-- PROBLEM DESCRIPTION --
Pictures are excluded from this exercise. Transcribe exactly the lines from the one containing "dried brown leaf -> masks, every instance" through the last line of the listing.

-- RAW RECORDS --
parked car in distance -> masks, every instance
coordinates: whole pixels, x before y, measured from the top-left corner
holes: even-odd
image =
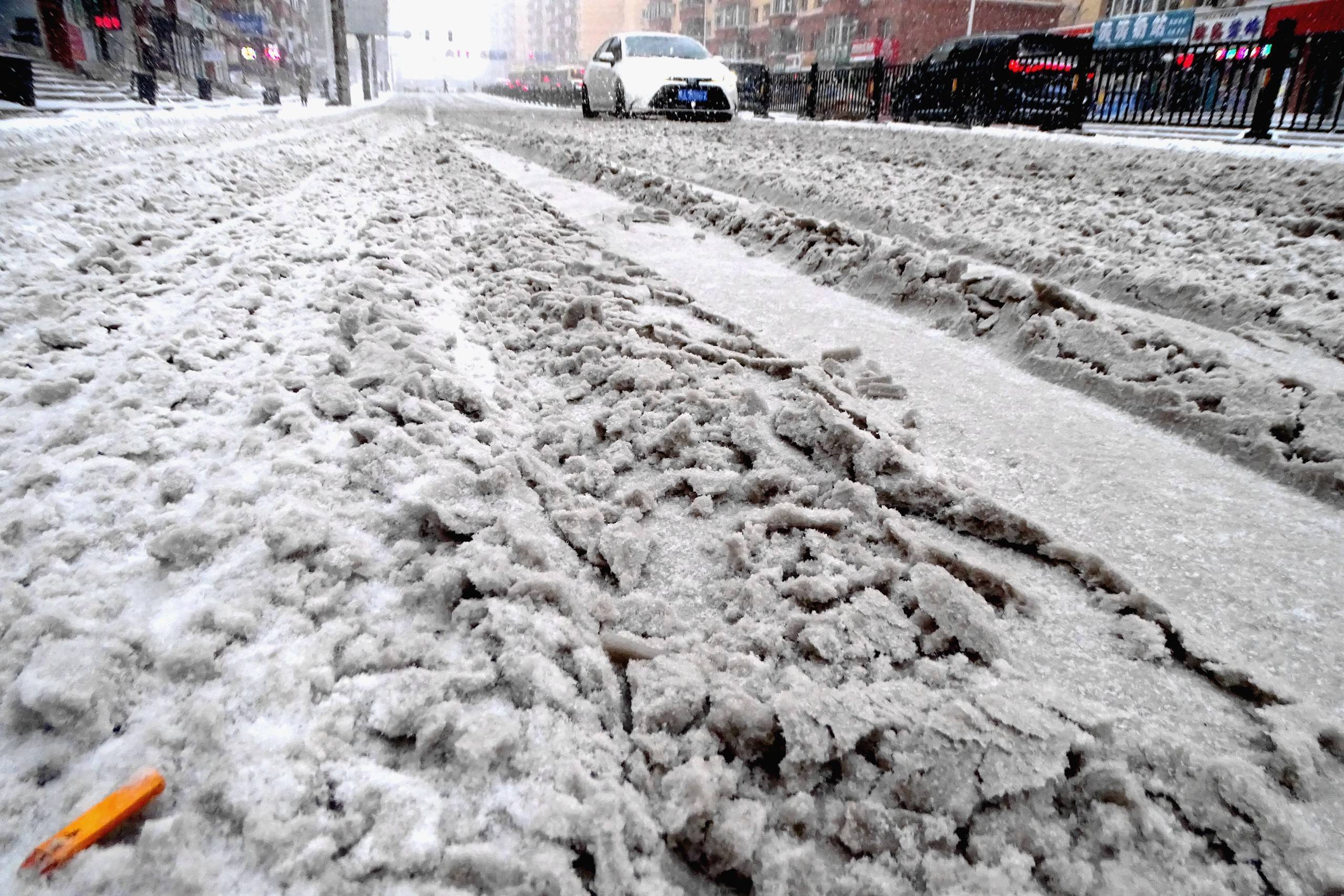
[[[699,40],[640,31],[607,38],[583,70],[583,116],[663,114],[731,121],[738,77]]]

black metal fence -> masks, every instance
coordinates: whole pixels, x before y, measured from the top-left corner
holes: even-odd
[[[573,93],[554,96],[515,83],[487,93],[577,102]],[[969,59],[813,66],[770,74],[766,87],[755,87],[742,108],[964,126],[1117,122],[1236,128],[1255,137],[1271,130],[1344,130],[1344,32],[1297,36],[1293,24],[1284,23],[1257,43],[1094,51],[1087,38],[1060,38],[1032,55],[1001,44]]]

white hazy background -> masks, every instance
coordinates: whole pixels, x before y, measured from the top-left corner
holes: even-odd
[[[402,36],[406,31],[410,38]],[[395,70],[402,78],[415,81],[474,81],[487,70],[482,50],[512,50],[491,46],[489,0],[388,0],[387,34]]]

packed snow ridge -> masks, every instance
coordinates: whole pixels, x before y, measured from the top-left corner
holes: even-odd
[[[1337,717],[941,471],[860,352],[782,357],[444,118],[7,206],[9,868],[151,764],[58,888],[1344,888]]]
[[[985,339],[1032,373],[1344,503],[1337,164],[468,114],[512,152]]]

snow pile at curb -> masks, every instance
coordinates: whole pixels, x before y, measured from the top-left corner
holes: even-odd
[[[1335,390],[1239,363],[1048,280],[737,202],[534,135],[482,133],[562,174],[777,252],[818,283],[915,312],[954,335],[992,340],[1034,373],[1344,502],[1344,394]]]
[[[62,887],[1344,887],[1337,728],[938,471],[864,359],[780,358],[380,129],[233,254],[0,272],[7,861],[156,764]]]

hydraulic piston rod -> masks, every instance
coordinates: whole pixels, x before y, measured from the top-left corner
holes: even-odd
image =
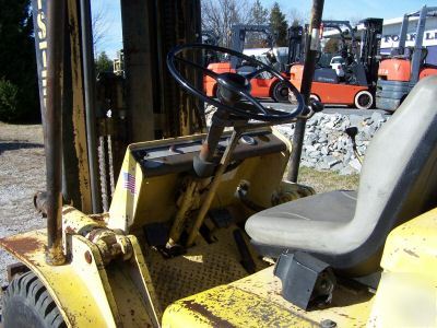
[[[47,253],[49,265],[64,262],[62,253],[62,79],[66,1],[47,2],[47,98],[43,106],[47,168]]]
[[[316,58],[320,39],[320,24],[323,12],[324,0],[314,0],[311,10],[311,24],[309,26],[308,37],[305,45],[305,66],[304,77],[302,79],[300,93],[304,96],[305,104],[309,104],[309,95],[311,93],[312,78],[316,67]],[[298,118],[293,136],[292,155],[290,159],[290,169],[287,179],[297,183],[299,172],[299,163],[302,155],[302,147],[304,144],[306,118]]]

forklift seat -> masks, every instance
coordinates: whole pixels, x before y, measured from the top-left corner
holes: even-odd
[[[356,200],[355,200],[356,195]],[[246,223],[264,256],[307,251],[350,277],[379,269],[390,231],[437,204],[437,75],[421,80],[370,142],[358,192],[332,191]]]

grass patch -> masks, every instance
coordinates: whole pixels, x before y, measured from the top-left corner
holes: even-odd
[[[339,189],[357,189],[358,174],[340,175],[332,171],[317,171],[300,166],[298,183],[311,186],[316,192],[324,192]]]

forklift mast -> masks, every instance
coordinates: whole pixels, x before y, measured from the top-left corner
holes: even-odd
[[[275,37],[272,28],[269,25],[234,25],[232,27],[232,38],[231,38],[231,49],[243,52],[245,49],[246,42],[246,33],[247,32],[257,32],[263,33],[267,36],[267,42],[270,48],[273,48],[275,43]],[[231,66],[236,68],[239,63],[240,59],[236,57],[231,58]]]
[[[362,31],[359,58],[366,71],[367,81],[378,80],[378,59],[382,35],[382,19],[365,19],[359,22]]]
[[[359,54],[356,49],[355,31],[354,28],[352,28],[350,21],[322,21],[322,24],[323,24],[322,28],[334,28],[339,31],[343,45],[345,45],[345,37],[344,37],[345,33],[341,27],[342,26],[346,27],[349,33],[351,34],[352,54],[355,56],[356,60],[359,60]]]
[[[43,125],[46,130],[47,0],[33,0],[35,46]],[[201,40],[200,0],[121,0],[126,79],[117,96],[96,90],[90,0],[68,0],[64,28],[62,106],[62,196],[85,213],[107,210],[111,192],[104,180],[117,180],[126,147],[138,141],[201,132],[203,104],[176,84],[166,55],[177,44]],[[87,22],[86,22],[87,20]],[[201,54],[186,55],[201,62]],[[188,58],[188,56],[190,56]],[[201,87],[201,73],[182,69]],[[108,85],[108,83],[99,83]],[[107,95],[102,101],[96,95]],[[110,112],[110,115],[108,114]],[[94,140],[94,142],[90,142]],[[97,147],[98,145],[98,147]],[[46,148],[46,153],[50,150]],[[68,161],[66,160],[68,159]],[[111,175],[111,178],[107,176]]]
[[[399,35],[398,48],[393,49],[393,54],[397,56],[405,56],[405,43],[406,33],[409,31],[410,19],[418,17],[416,35],[414,40],[413,55],[411,57],[411,79],[410,84],[414,85],[418,81],[420,71],[424,61],[423,51],[423,37],[425,33],[426,19],[430,16],[437,16],[437,7],[426,7],[424,5],[420,11],[405,14],[402,20],[401,33]]]

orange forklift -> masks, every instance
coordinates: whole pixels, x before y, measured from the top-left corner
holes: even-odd
[[[334,28],[340,33],[342,49],[339,56],[333,57],[340,59],[340,67],[316,69],[311,87],[312,98],[323,104],[355,106],[359,109],[369,109],[374,106],[378,68],[376,55],[379,52],[382,20],[366,19],[361,24],[364,30],[358,51],[355,31],[349,21],[323,21],[323,28]],[[351,36],[352,51],[346,45],[346,35]],[[303,63],[293,65],[290,71],[291,82],[297,89],[302,84],[303,71]]]
[[[277,69],[284,78],[288,78],[286,73],[287,67],[293,61],[294,55],[297,56],[296,51],[286,48],[273,48],[274,36],[270,26],[267,25],[234,25],[232,32],[232,49],[243,52],[247,32],[263,33],[267,35],[267,42],[269,43],[270,50],[264,51],[263,49],[253,49],[253,51],[247,52],[246,55],[256,57]],[[303,32],[302,27],[288,30],[288,42],[290,45],[302,45]],[[261,51],[257,51],[261,50]],[[257,56],[256,52],[259,52]],[[291,54],[294,54],[291,56]],[[292,61],[291,61],[292,60]],[[258,75],[252,73],[256,68],[251,67],[247,60],[241,61],[233,59],[224,62],[213,62],[208,68],[216,73],[225,72],[237,72],[241,75],[250,75],[251,95],[259,98],[272,98],[275,102],[287,102],[288,87],[276,77],[271,75],[267,72],[261,72]],[[217,83],[211,77],[205,75],[203,80],[204,91],[208,96],[216,96]]]

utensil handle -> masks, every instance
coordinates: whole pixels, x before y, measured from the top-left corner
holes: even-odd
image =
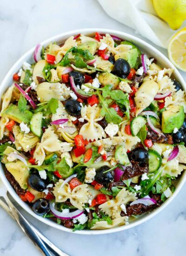
[[[52,256],[52,254],[48,251],[45,243],[32,228],[29,222],[13,205],[7,195],[6,195],[5,199],[8,205],[13,212],[14,217],[22,230],[44,255],[46,256]]]

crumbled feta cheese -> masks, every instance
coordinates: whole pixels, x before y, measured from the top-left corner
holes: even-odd
[[[159,71],[158,72],[158,75],[157,77],[157,82],[159,82],[163,77],[163,75],[164,74],[165,71],[164,70],[159,70]]]
[[[134,187],[134,189],[136,190],[136,191],[138,191],[140,190],[141,187],[140,185],[135,185]]]
[[[96,172],[95,168],[86,168],[85,169],[85,182],[91,183],[94,180]]]
[[[148,177],[146,173],[142,174],[141,176],[141,180],[145,181],[145,180],[148,180],[149,178]]]
[[[126,214],[126,207],[124,203],[122,203],[121,205],[120,206],[120,208],[121,208],[121,210],[124,212],[124,213]]]
[[[37,85],[35,82],[32,82],[30,84],[30,86],[31,87],[32,89],[33,89],[33,90],[35,90],[35,91],[36,90]]]
[[[99,50],[105,50],[107,47],[107,45],[105,43],[101,43],[101,45],[99,47]]]
[[[77,100],[77,99],[78,98],[74,93],[70,93],[70,95],[71,98],[73,99],[73,100]]]
[[[26,62],[25,61],[23,62],[23,69],[24,71],[26,70],[27,69],[29,69],[29,70],[31,70],[31,65],[30,63],[28,63],[28,62]]]
[[[48,190],[48,189],[44,189],[43,191],[43,192],[45,193],[46,195],[48,195],[49,192],[49,191]]]
[[[105,129],[105,132],[110,137],[112,138],[114,135],[115,135],[118,132],[119,128],[117,124],[113,124],[113,123],[109,123]]]
[[[138,74],[139,75],[142,75],[143,74],[144,70],[143,68],[143,67],[140,67],[140,68],[138,68],[138,70],[136,72],[136,74]]]
[[[84,121],[84,119],[81,117],[80,118],[79,118],[78,120],[80,121],[80,122],[81,122],[82,123],[83,123]]]
[[[75,219],[78,221],[78,222],[80,222],[80,224],[83,224],[87,221],[88,217],[86,216],[85,214],[83,213],[83,214],[81,214],[81,215],[80,215],[77,218],[75,218]]]
[[[20,125],[20,130],[21,132],[24,132],[25,133],[28,133],[30,132],[30,128],[27,126],[27,124],[22,122]]]
[[[124,82],[124,81],[121,81],[120,82],[119,88],[125,93],[130,93],[133,91],[130,85],[126,82]]]
[[[93,79],[93,81],[92,85],[95,88],[99,88],[101,84],[100,82],[99,81],[98,78],[95,77],[94,79]]]
[[[176,127],[173,130],[173,133],[176,133],[178,132],[178,129]]]
[[[22,71],[23,71],[23,69],[20,68],[20,69],[19,71],[19,72],[18,73],[18,75],[19,76],[21,76]]]
[[[46,180],[46,172],[45,170],[42,170],[42,171],[39,171],[39,174],[41,179]]]

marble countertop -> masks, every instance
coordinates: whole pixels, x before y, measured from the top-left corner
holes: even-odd
[[[1,1],[0,82],[14,62],[38,42],[69,30],[99,27],[135,34],[133,30],[110,18],[96,0]],[[167,55],[166,50],[157,48]],[[186,74],[182,74],[186,78]],[[21,211],[46,237],[71,256],[183,256],[186,250],[186,185],[166,209],[147,222],[105,235],[86,236],[55,230]],[[0,208],[0,256],[24,255],[40,254]]]

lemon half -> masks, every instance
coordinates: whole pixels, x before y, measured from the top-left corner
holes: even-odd
[[[186,71],[186,27],[171,38],[168,46],[168,53],[169,59],[174,65]]]

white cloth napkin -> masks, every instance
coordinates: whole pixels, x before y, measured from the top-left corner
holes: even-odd
[[[135,29],[154,44],[167,47],[175,31],[157,15],[152,0],[98,0],[112,18]]]

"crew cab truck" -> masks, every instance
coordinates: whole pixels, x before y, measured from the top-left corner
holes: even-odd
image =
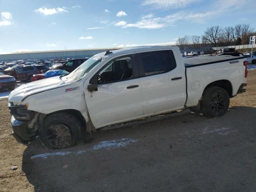
[[[69,74],[22,85],[9,96],[14,136],[43,145],[74,146],[104,126],[191,108],[223,116],[244,91],[247,62],[239,56],[183,59],[176,46],[141,46],[92,56]]]

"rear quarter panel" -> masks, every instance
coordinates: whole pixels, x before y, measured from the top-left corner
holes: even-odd
[[[218,80],[229,81],[232,86],[232,95],[236,95],[241,84],[246,82],[246,78],[244,77],[245,66],[243,64],[245,60],[245,59],[241,59],[236,63],[225,62],[187,68],[187,106],[190,107],[197,105],[206,86]],[[192,83],[196,81],[200,82],[199,87],[193,89]]]

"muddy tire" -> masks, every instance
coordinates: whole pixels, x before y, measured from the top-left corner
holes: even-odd
[[[28,81],[30,82],[32,82],[33,81],[33,76],[30,75],[28,77]]]
[[[54,149],[74,146],[79,137],[80,129],[82,129],[77,118],[66,113],[56,113],[47,117],[44,120],[42,127],[39,130],[42,143],[46,148]]]
[[[225,89],[211,87],[204,90],[201,102],[203,114],[210,118],[222,116],[229,106],[229,95]]]

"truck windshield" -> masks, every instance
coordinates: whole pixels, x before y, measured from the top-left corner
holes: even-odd
[[[79,80],[104,58],[98,56],[91,57],[70,74],[61,78],[64,81],[72,81]]]

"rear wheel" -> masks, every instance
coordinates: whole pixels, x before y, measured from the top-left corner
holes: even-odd
[[[33,76],[30,75],[29,77],[28,77],[28,81],[30,82],[32,82],[33,81]]]
[[[229,106],[229,95],[221,87],[211,87],[204,92],[201,106],[203,114],[210,118],[222,116]]]
[[[53,114],[44,121],[39,135],[43,145],[51,149],[64,149],[74,146],[79,137],[80,122],[68,113]]]

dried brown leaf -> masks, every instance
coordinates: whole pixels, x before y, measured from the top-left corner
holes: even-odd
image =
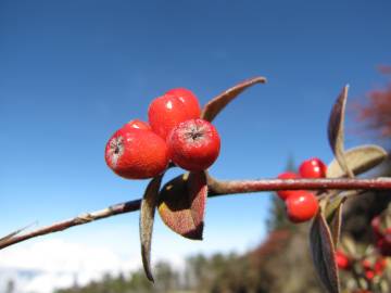
[[[335,259],[335,246],[321,211],[318,212],[311,226],[310,244],[315,270],[321,284],[328,292],[339,293],[340,285]]]
[[[388,154],[384,149],[375,144],[360,145],[344,152],[344,157],[349,168],[360,175],[376,167],[387,158]],[[337,160],[333,160],[327,168],[327,178],[345,177]]]
[[[140,242],[141,258],[147,278],[153,282],[151,270],[151,241],[153,231],[154,214],[157,205],[159,189],[163,176],[153,178],[144,192],[140,207]]]
[[[237,98],[242,91],[247,88],[252,87],[256,84],[265,84],[265,77],[254,77],[248,80],[240,82],[239,85],[227,89],[226,91],[222,92],[217,97],[213,98],[207,104],[204,106],[201,117],[205,120],[212,122],[217,114],[235,98]]]
[[[333,154],[341,168],[348,174],[349,177],[353,178],[354,174],[346,164],[344,157],[344,116],[348,100],[349,86],[342,89],[342,92],[338,97],[328,123],[328,139]]]
[[[205,173],[185,174],[163,187],[157,211],[165,225],[176,233],[202,240],[206,198]]]

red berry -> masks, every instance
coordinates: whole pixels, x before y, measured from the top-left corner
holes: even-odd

-- SOLUTION FOR THIS PROBLEM --
dried brown leaf -> masks, every instance
coordinates: whole pixels, x before y, measured from the top-left corner
holes: even-odd
image =
[[[335,259],[335,246],[321,211],[318,212],[311,226],[310,244],[315,270],[321,284],[328,292],[339,293],[340,285]]]
[[[388,154],[384,149],[375,144],[360,145],[344,152],[344,157],[349,168],[360,175],[376,167],[387,158]],[[337,160],[333,160],[327,168],[327,178],[345,177]]]
[[[140,242],[141,258],[147,278],[153,282],[151,270],[151,241],[153,231],[154,214],[157,205],[159,189],[163,176],[153,178],[144,192],[140,207]]]
[[[237,98],[242,91],[247,88],[252,87],[256,84],[265,84],[265,77],[254,77],[248,80],[240,82],[239,85],[227,89],[226,91],[222,92],[217,97],[213,98],[207,104],[204,106],[201,117],[205,120],[212,122],[217,114],[235,98]]]
[[[333,154],[341,168],[348,174],[349,177],[353,178],[354,174],[346,164],[344,157],[344,116],[348,100],[349,86],[342,89],[342,92],[338,97],[328,123],[328,139]]]
[[[205,173],[185,174],[163,187],[157,211],[165,225],[176,233],[202,240],[206,198]]]

red berry -> masks, every instance
coordinates: whole pixels, x before y, measured from the top-left corner
holes: even-odd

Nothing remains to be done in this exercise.